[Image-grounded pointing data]
━━━━━━━━
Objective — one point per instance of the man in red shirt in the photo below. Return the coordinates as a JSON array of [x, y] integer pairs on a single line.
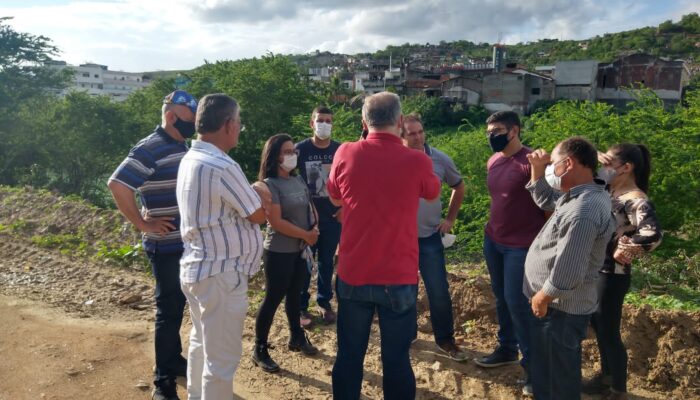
[[378, 182]]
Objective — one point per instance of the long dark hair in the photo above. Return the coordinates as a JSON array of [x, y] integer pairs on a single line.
[[270, 159], [637, 155]]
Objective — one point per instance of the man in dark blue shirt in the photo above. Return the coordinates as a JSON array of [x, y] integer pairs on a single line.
[[150, 170], [315, 159]]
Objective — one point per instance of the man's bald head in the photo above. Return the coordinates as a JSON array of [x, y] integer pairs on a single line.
[[381, 111]]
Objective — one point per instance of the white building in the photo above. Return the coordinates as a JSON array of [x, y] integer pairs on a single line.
[[98, 80]]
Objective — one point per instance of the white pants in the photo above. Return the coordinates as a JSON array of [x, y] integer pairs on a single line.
[[218, 306]]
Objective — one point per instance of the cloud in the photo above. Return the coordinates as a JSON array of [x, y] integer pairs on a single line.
[[178, 34]]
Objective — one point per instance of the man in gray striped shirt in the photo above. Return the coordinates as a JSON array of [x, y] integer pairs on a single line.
[[562, 263], [220, 213]]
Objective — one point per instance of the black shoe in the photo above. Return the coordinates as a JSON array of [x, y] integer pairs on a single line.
[[498, 358], [597, 385], [261, 357], [302, 343], [165, 390]]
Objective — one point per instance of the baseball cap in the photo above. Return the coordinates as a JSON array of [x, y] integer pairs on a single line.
[[182, 98]]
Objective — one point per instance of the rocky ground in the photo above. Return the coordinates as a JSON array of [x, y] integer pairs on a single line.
[[75, 327]]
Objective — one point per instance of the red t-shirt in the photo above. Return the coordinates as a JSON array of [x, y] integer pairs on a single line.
[[379, 181], [515, 219]]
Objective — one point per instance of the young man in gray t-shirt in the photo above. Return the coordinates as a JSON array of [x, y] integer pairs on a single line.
[[431, 228]]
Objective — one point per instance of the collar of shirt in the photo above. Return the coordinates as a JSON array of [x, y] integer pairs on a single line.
[[384, 136], [160, 131], [576, 191], [208, 148]]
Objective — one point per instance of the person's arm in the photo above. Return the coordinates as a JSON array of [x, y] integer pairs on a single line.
[[239, 195], [453, 208], [542, 194], [573, 251], [287, 228], [126, 203], [645, 238]]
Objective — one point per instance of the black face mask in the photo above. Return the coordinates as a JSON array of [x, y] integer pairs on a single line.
[[185, 128], [498, 142]]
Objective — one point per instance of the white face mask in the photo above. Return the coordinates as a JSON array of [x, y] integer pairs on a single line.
[[551, 177], [323, 130], [290, 162]]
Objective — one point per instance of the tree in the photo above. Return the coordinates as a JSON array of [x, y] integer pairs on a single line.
[[25, 81]]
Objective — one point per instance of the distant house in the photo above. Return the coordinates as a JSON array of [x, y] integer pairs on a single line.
[[576, 80], [515, 90], [97, 80], [616, 80]]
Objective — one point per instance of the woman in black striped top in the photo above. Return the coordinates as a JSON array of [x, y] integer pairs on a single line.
[[626, 168]]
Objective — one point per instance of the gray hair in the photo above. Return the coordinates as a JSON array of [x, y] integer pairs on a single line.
[[213, 111], [381, 109]]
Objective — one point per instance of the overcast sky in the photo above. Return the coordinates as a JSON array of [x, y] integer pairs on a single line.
[[145, 35]]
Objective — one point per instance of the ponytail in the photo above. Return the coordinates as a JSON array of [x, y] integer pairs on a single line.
[[637, 155]]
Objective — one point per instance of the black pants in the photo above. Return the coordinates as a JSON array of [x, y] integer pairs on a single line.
[[170, 304], [285, 274], [606, 322]]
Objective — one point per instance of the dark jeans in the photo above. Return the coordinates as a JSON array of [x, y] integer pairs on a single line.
[[431, 261], [555, 355], [284, 275], [396, 306], [170, 305], [612, 289], [507, 267], [325, 247]]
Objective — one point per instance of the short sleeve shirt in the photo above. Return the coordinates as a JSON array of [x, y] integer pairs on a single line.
[[150, 170], [379, 182], [292, 196], [314, 168], [429, 213]]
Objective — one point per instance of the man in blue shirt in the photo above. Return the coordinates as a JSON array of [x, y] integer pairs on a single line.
[[150, 170]]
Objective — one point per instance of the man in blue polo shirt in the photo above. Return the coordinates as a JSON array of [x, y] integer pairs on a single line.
[[150, 170]]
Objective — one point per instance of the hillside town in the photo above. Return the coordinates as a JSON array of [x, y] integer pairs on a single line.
[[497, 84]]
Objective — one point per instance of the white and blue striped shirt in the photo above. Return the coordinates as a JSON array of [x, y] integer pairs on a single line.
[[214, 198], [564, 259]]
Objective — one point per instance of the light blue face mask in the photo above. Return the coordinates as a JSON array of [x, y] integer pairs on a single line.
[[551, 177]]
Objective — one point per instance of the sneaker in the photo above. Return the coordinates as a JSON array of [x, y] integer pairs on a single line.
[[496, 359], [597, 385], [302, 343], [165, 390], [306, 320], [327, 314], [261, 357], [452, 350]]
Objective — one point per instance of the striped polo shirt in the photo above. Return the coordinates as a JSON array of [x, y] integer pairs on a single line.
[[564, 259], [150, 170], [215, 198]]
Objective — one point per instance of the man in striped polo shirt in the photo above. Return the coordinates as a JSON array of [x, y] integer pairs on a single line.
[[150, 170], [561, 268], [223, 245]]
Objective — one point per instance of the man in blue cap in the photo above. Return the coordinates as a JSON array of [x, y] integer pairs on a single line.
[[150, 170]]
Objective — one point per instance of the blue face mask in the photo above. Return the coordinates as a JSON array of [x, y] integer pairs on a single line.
[[185, 128]]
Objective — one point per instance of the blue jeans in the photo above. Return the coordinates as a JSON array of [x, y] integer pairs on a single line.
[[431, 261], [324, 250], [396, 306], [170, 304], [556, 354], [507, 267]]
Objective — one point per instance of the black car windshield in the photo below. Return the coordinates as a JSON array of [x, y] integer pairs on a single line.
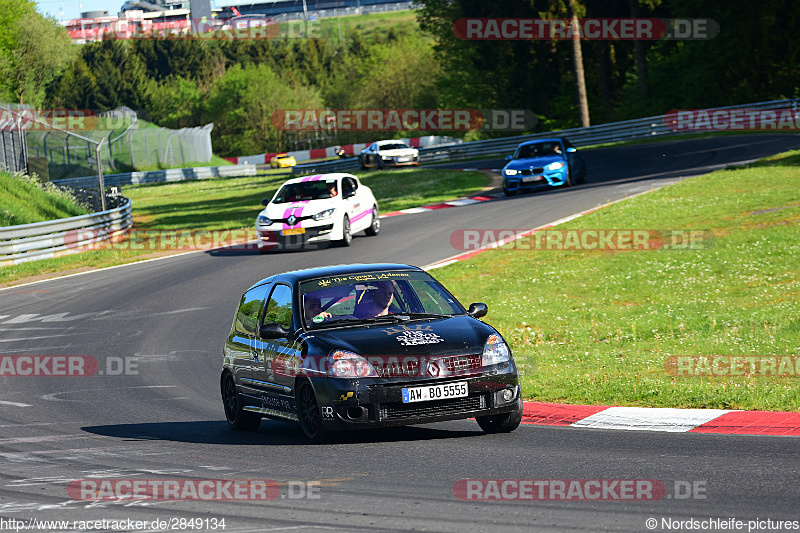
━━━━━━━━
What you are asked to do —
Each record above should be returned unchanged, except that the pictures are dropped.

Solution for this exercise —
Objective — one point per instance of the man in red shirt in the photo below. Return the coordinates as a JSON array of [x, y] integer pairs on a single line.
[[378, 182]]
Objective — one point per instance of the long dark hair in the photo above. Return the coordinates as a JSON array of [x, y] integer pairs on a single line.
[[270, 159], [637, 155]]
Objective — one point per instance of the man in dark blue shirt in the photo above. Return the coordinates as a JSON array of [x, y] integer pairs on a single line.
[[150, 170], [315, 159]]
Objective — one point per instance of the man's bald head in the photo above. Return the coordinates as a JSON array of [x, y] integer pairs on a single line.
[[381, 111]]
Objective — one point per instance of the white building in the photo above. Return the coordinates as a JSON array of [x, y] integer pairs on a single line.
[[98, 80]]
Objective — one point per instance of the white pants in the photo above. Return the coordinates as a JSON array of [x, y] integer pairs on a single line.
[[218, 306]]
Objective — one point per instance of the cloud in the photo above. Return the coordinates as a JSON array of [x, y] integer pairs on a single line.
[[178, 34]]
Objective — one point per instance of the man in gray striped shirt in the photo above. Return the coordinates as a JSON array of [x, y] integer pairs on a single line.
[[562, 263], [220, 213]]
Objective — one point per instance of the black shoe in the photo above. Return the coordinates as a JSON array of [x, y] integer pairs on a single line.
[[498, 358], [597, 385], [261, 357], [302, 343], [165, 390]]
Objective — one point per instance of the baseball cap in the photo above. Return the coordinates as a JSON array of [x, y] integer pairs on a single line.
[[182, 98]]
Objective — one point per instance of the rocky ground in the photo above. Return the coordinates as a JSON array of [x, y] integer pairs on a single line.
[[75, 327]]
Objective — one point per instance of the red t-shirt in the photo above. Return the coordinates as a JSON array of [x, y] integer pairs on a single line.
[[379, 181], [515, 219]]
Objective — one point per instance of the young man in gray t-shirt in the photo above. Return the coordinates as a JSON array of [x, y] integer pairs on a single line.
[[431, 228]]
Objective — one point per instance of the collar of shirt in the photo above. Return the coordinates as a JSON array of [x, y] integer pairs on a single line.
[[384, 136], [160, 131], [576, 191], [208, 148]]
Objective — one point per instance of the person's arm in the photo above. Return the coordinates as a JSON array of [x, y] integer pairs on a single line.
[[239, 195], [453, 208], [542, 194], [573, 251], [287, 228], [126, 203], [645, 238]]
Objective — one point per instance of the black face mask in the photo above. Return the coordinates as a JSON array of [x, y] integer pairs on a single line.
[[185, 128], [498, 142]]
Objective — one point per instance of the white face mask in the photo above. Return the coordinates as a JSON array of [x, y] integer pairs on a single line.
[[551, 177], [323, 130], [290, 162]]
Objective — one point per instance of the tree in the photo above. Return the coordinates as a JSON array of [x, y] integer pairs on a single line.
[[25, 81]]
Objective — one point per instance of the distant house in the photo above. Return the coordinates as a JSON array of [x, y] integer pairs on a single line.
[[576, 80], [515, 90], [97, 80], [616, 80]]
Objective — one point per instance of the woman in black striped top in the photo above. Return the coordinates as a JSON array of [x, y] integer pairs on a single line.
[[626, 168]]
Objective — one point per instance of the gray hair in the photo above. Return the coordinates as a JSON array of [x, y] integer pairs on a single line.
[[213, 111], [381, 109]]
Objective — one point per instance of the overcast sky in the photo above. Return the coordinates as a JSON array of [x, y] integer pairs on a single line.
[[145, 35]]
Objective — one point per instance of the ponytail in the photo above. Return the coordinates as a JSON array of [x, y] integer pairs on a single line.
[[637, 155]]
Objective — one point per instance of the black pants in the photo above. Return the coordinates as a JSON array of [x, y] integer pairs on a single line.
[[170, 304], [285, 274], [606, 322]]
Objective — one point per instance of the dark jeans in the photo above. Return the coordinates as a JSON array of [x, y] integer pairs on a single line.
[[431, 261], [555, 355], [284, 275], [396, 306], [170, 305], [612, 289], [507, 267], [325, 247]]
Objective — one point per instance of the short sleeve shirt in the photo above. Return the coordinates as a JSON array of [x, y] integer pairs on a single line.
[[150, 170], [379, 182], [292, 196], [314, 168], [429, 213]]
Objective — one point per instance of the man in blue shirt in the photo above. Return the coordinates as a JSON array of [x, y] integer pairs on a single line.
[[150, 170]]
Objective — one point per instance of the man in blue polo shirt in the photo above. Return the coordinates as a JSON array of [x, y] integer pairs on a single line.
[[150, 170]]
Objective — one point per instance of the hillside town in the photo above. Return the coordinates as a JSON array of [x, y] integer pairs on a single line.
[[497, 84]]
Objective — one point per instance of the white and blue striped shirt in the photo above. Return the coordinates as a JSON array of [x, y] integer pairs on a single line.
[[214, 198], [564, 259]]
Objective — one point per instance of the light blue face mask in the photo above. Return the coordinates as a JSON array of [x, y] integer pairs on a single line.
[[551, 177]]
Objective — one point per instance of the sneaker in the photo above. Return the coordinates as a JSON array of [x, y] integer pairs on a single line.
[[496, 359], [597, 385], [302, 343], [165, 390], [306, 320], [327, 314], [261, 357], [452, 350]]
Objective — one point per instance of the striped polo shirt in the photo above. Return the coordinates as a JSON array of [x, y] integer pairs on a single line.
[[564, 259], [150, 170], [215, 198]]
Objective — one point per instance of the man in striped polo shirt in the photo above. Return the coordinates as a JSON array of [x, y] integer pairs on a single line.
[[150, 170], [561, 268], [223, 245]]
Objective — one point per instance of the man in blue cap in the photo above. Return the coordinates as a JSON array of [x, y] integer pairs on a single line.
[[150, 170]]
Objective — one point per instance of the blue face mask in the photo above. Return the coordinates as a JSON array of [x, y] integer pairs on a single line.
[[185, 128]]
Objective — one point per instance of the blue jeans in the photo above. Return the coordinates as a JSON array of [x, y] integer pairs on a single line.
[[431, 261], [324, 250], [396, 306], [170, 304], [556, 354], [507, 267]]
Objective — one point per instance of the black car windshield in the photo below. Return the coordinates as a JSON array of [x, y] integer pairs on a single line.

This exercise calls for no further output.